Exercise aim:
Every entry needs to be reproduced exactly.

Provided information:

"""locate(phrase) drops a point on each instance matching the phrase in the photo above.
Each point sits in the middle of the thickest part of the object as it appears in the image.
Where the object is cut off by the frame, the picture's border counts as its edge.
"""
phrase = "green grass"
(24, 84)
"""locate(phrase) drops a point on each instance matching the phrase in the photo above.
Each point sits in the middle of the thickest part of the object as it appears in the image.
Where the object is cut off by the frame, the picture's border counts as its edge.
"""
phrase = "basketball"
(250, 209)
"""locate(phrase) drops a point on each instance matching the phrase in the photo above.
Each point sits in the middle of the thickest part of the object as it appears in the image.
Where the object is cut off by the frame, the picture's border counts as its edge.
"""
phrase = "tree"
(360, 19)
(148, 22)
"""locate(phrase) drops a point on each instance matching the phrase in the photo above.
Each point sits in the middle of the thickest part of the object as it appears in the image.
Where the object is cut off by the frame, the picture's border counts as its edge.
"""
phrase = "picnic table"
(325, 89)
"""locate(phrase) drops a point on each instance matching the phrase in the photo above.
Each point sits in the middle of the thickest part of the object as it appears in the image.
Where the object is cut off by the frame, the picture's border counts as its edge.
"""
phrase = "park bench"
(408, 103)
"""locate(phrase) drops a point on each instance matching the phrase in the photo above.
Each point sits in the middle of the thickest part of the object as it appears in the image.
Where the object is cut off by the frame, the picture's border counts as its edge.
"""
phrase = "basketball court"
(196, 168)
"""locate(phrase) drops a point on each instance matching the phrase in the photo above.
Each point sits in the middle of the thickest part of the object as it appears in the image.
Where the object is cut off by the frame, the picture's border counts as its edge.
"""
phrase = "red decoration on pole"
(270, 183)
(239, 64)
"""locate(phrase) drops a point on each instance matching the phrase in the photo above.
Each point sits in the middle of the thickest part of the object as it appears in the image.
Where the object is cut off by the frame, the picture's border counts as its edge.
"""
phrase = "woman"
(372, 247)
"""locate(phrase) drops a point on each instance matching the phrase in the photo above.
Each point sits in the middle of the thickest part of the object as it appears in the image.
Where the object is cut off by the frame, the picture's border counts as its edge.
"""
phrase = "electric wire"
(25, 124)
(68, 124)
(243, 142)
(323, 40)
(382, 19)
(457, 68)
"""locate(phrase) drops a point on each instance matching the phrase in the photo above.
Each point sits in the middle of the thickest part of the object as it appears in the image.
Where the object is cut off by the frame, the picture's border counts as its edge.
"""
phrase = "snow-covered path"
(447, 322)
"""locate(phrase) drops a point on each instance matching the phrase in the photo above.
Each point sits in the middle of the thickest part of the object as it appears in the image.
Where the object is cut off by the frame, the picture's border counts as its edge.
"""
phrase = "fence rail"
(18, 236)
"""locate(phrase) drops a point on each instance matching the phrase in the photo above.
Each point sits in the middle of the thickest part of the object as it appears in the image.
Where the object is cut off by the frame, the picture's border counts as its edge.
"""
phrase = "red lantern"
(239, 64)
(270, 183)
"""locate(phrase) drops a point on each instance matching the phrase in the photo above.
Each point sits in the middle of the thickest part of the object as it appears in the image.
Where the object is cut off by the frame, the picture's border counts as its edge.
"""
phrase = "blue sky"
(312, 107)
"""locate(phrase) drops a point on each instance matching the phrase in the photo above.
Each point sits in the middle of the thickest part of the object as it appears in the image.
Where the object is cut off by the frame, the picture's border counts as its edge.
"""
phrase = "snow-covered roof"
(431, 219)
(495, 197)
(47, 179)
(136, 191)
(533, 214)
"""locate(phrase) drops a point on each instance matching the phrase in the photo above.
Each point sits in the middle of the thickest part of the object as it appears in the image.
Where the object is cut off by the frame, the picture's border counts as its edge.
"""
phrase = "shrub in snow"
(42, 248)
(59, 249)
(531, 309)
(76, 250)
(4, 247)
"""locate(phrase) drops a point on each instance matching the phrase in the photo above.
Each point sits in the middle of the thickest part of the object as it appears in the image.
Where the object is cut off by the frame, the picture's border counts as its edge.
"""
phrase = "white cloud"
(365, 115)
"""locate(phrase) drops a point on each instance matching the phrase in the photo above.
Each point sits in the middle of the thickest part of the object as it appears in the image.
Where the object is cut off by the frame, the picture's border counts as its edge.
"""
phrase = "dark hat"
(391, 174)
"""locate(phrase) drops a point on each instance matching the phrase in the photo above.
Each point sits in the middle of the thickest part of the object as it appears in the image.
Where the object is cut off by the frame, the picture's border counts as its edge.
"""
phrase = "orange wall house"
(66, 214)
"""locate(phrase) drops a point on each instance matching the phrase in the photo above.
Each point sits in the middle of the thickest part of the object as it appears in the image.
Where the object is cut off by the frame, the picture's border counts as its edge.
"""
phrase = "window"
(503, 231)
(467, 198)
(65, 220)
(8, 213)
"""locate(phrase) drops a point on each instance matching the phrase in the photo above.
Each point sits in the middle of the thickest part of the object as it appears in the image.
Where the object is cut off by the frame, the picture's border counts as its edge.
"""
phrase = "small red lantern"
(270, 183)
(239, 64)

The output:
"""locate(phrase) drops a point on each instance matching the phrase in the photo above.
Each point sits in the middle of the thickest part of the object as it appears in the image.
Where the object is cut off by the frame, the picture's border counts as its edge.
"""
phrase = "green grass"
(24, 84)
"""locate(phrase) drops a point on each instance matching the phrase in the photo above.
Each point sits in the middle of the thickest part of the object as it appears in the image.
Where the object is cut off by the frame, the picture's border counts as its edge.
"""
phrase = "basketball"
(250, 209)
"""locate(phrase) drops a point on each instance matching the phrase in the photo above.
Each point sits in the middle of the thickest part of the object as it appears in the image.
Where the object is cut off by the frame, the picture's border counts as its edge.
"""
phrase = "tree"
(360, 19)
(148, 22)
"""locate(phrase) drops a point on each instance matching the phrase in the photo above.
Each point sits in the middle of the thickest part of the object as it appears in the image.
Where the object is cut off by the frame, the picture's border counts as its edge.
"""
phrase = "picnic table"
(325, 89)
"""locate(phrase) drops a point on each instance matching the phrase in the photo above.
Each point sits in the middle of the thickest part of the object as it appears in the image.
Where the object is cut off by the frame, the picture's border counts as its edge.
"""
phrase = "park bench"
(408, 103)
"""locate(phrase) drops a point on each instance matching the phrase in the photo above.
Each point sits in the middle of the thickest part of the object as it appears in the image.
Where the object is cut off by the frame, the picture's border counts as its edge.
"""
phrase = "basketball court"
(196, 168)
"""locate(phrase) drops a point on each instance matching the phrase in the photo above.
Each point sits in the middle of the thickest part of the object as it appears in the image.
Where the object is cut off by the frame, the picture's border counts as its edge.
"""
phrase = "red decoration on pole"
(270, 183)
(239, 64)
"""locate(phrase) drops a point on each instance matching the phrase in the photo above.
Each point sits in the middle of the thickest part of the object as it appears in the image.
Where the object is cut off by the frame, the picture's border counts as its edge.
"""
phrase = "woman"
(372, 247)
"""locate(phrase) drops a point on each instance matching the phrase in the photo above.
Each point sits in the middle of the thickest part of the object as it appears in the image.
Where the object is cut off by the frame, the picture's border counts as its edge.
"""
phrase = "electric wire"
(25, 124)
(68, 124)
(243, 142)
(323, 40)
(382, 19)
(457, 68)
"""locate(phrase) drops a point on each instance matching the phrase in the photo above.
Each point sits in the middle of the thickest part of the object as it appears in the image.
Where the object is cut off by the frame, the picture's border counts as its edge.
"""
phrase = "snow-covered path"
(447, 322)
"""locate(phrase) drops a point on each instance matching the phrase in the photo above.
Each point sits in the middle of the thickest part of the object as it appears in the image.
Where the object is cut off by the frame, the picture's border counts as its edge.
"""
phrase = "fence rail"
(18, 236)
"""locate(phrase) drops a point on each instance matching the phrase in the photo above.
Each point sits in the middle of the thickest part of the object as it appears in the image.
Where the object is cut off by the frame, the picture's border counts as its edge.
"""
phrase = "red lantern"
(239, 64)
(270, 183)
"""locate(phrase) drops a point on each instance matching the phrase in the photo above.
Each point sits in the middle of the thickest part of the object as it appears in the image.
Where the object is cut off by the frame, the picture's border counts as its edge.
"""
phrase = "blue sky"
(312, 107)
"""locate(phrase) drops a point on each instance matching the phrase in the photo above.
Each point sits in the middle of the thickest part of the object as it appears in the image.
Where the object is cut off by the frame, the picture's border counts as its edge.
"""
phrase = "snow-covered roof"
(431, 219)
(495, 197)
(47, 179)
(136, 191)
(533, 214)
"""locate(phrase) drops a point on each instance matching the phrase in the photo above.
Each point sits in the middle of the thickest part of the object as it appears in the image.
Where the object is cut off by the frame, the picture's border counts as its edge.
"""
phrase = "shrub in snow"
(42, 248)
(59, 249)
(531, 309)
(76, 250)
(4, 247)
"""locate(phrase) drops a point on each instance matching the phrase in the photo above.
Each point sits in the middle of the thickest part of the object as it appears in the image.
Where the object is cut off by the frame, the picture's border counts as its edge.
"""
phrase = "white cloud"
(365, 115)
"""locate(phrase) drops a point on each instance matching the phrase in the photo above.
Each point sits in the middle of the thickest part of the object as it appears in the image.
Where the object is cut off by the frame, the picture's border counts as its edge.
"""
phrase = "dark hat"
(391, 174)
"""locate(phrase) drops a point on each instance matching the phrase in the photo above.
Each point sits in the middle of the thickest part of the object as it appears in the image.
Where the object is cut off by the frame, the picture's border counts as its edge.
"""
phrase = "orange wall house"
(66, 214)
"""locate(phrase) drops a point on each instance matching the phrase in the photo above.
Each point sits in the middle of the thickest part of the object as it appears in the image.
Where the object is cut off by the frame, the picture's border counts as its edge.
"""
phrase = "window"
(503, 231)
(467, 198)
(65, 220)
(8, 213)
"""locate(phrase) drops a point on each instance matching the phrase in the photo above.
Each point sits in the middle of the thickest part of the object as it appears in the image.
Where the object is cut off by the frame, the picture's border counts as its edge.
"""
phrase = "small red lantern"
(270, 183)
(239, 64)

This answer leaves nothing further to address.